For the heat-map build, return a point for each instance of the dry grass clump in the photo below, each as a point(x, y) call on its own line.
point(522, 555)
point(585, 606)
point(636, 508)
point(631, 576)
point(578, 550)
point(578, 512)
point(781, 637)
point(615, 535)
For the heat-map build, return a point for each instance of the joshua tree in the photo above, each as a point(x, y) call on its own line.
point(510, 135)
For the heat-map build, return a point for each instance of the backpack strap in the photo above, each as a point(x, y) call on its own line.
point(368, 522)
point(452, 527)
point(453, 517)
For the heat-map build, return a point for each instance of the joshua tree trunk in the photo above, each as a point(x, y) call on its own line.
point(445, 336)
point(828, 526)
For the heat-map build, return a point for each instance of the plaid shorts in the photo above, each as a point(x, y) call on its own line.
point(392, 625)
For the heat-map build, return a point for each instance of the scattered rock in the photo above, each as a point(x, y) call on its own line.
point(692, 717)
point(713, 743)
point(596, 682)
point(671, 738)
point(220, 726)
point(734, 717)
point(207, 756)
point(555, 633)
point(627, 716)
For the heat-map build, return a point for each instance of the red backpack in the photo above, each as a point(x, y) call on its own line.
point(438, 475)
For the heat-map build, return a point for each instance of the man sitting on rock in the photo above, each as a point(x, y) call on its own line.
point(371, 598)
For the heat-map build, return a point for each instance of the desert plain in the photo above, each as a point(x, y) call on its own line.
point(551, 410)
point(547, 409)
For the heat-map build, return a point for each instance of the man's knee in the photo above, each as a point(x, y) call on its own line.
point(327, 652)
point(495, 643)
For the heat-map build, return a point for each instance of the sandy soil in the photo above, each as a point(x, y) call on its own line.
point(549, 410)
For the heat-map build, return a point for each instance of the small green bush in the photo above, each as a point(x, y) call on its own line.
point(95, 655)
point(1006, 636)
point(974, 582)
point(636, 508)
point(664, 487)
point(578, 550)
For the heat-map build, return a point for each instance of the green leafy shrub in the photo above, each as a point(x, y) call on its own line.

-=-=-=-=-

**What is expected**
Repeat the data above, switching every "heat-map build" to "density-map build" and leaving everything else unchanged.

**Full answer**
For the density-map build, return a point for each instance of the dry grass clump in the photo below, each as a point(x, y) call on its own line.
point(522, 555)
point(585, 606)
point(636, 508)
point(631, 576)
point(578, 550)
point(578, 512)
point(781, 637)
point(615, 535)
For the density-map build, return a point for each instance of the joshua tree in the photo above, each as a point(x, y) call on its own line.
point(510, 135)
For the density-map build, return a point for each instance of the backpack strap in the photo above, each as a point(x, y) call on its own line.
point(368, 522)
point(452, 527)
point(453, 517)
For the density-map build, return a point for each instance of the joshua tree trunk in the photo above, each as a point(x, y) call on its own line.
point(445, 336)
point(828, 526)
For the density-map build, return a point for each instance of the plaid shorts in the photo above, each as a point(x, y) call on its own line.
point(392, 625)
For the density-map build, return a point for each instance of the scattered rock in the photo above, each as a point(x, y) call on its own line.
point(692, 717)
point(713, 743)
point(596, 682)
point(671, 738)
point(220, 726)
point(734, 717)
point(207, 756)
point(555, 633)
point(627, 716)
For the density-map build, return a point for each instance of the red backpack in the photo above, each as a point(x, y) call on its own line.
point(438, 475)
For the density-map build, return a point for each instance of the man sitting on rock in the photo above, each as a point(x, y) call on its own line.
point(371, 598)
For the density-map build, return a point for each instance of the desert plain in the photo above, each as a point(x, y) call on its own line.
point(551, 410)
point(547, 409)
For the density-map build, return a point for each instance of the man's knee in the photo above, each as a point(x, y) call on its own line.
point(327, 652)
point(495, 643)
For the density-map build, return a point for each instance of the sandy soil in the photo above, each as a point(x, y) call on its own line.
point(549, 410)
For the density-map build, return a point for each instance of the small green bush in the photo above, each as a point(x, y) call on its own line.
point(95, 655)
point(1006, 636)
point(974, 582)
point(636, 508)
point(664, 487)
point(578, 550)
For the density-map build, return a point for each instance of the green leafy shrub in the photo above, each as a point(x, y) call on its own line.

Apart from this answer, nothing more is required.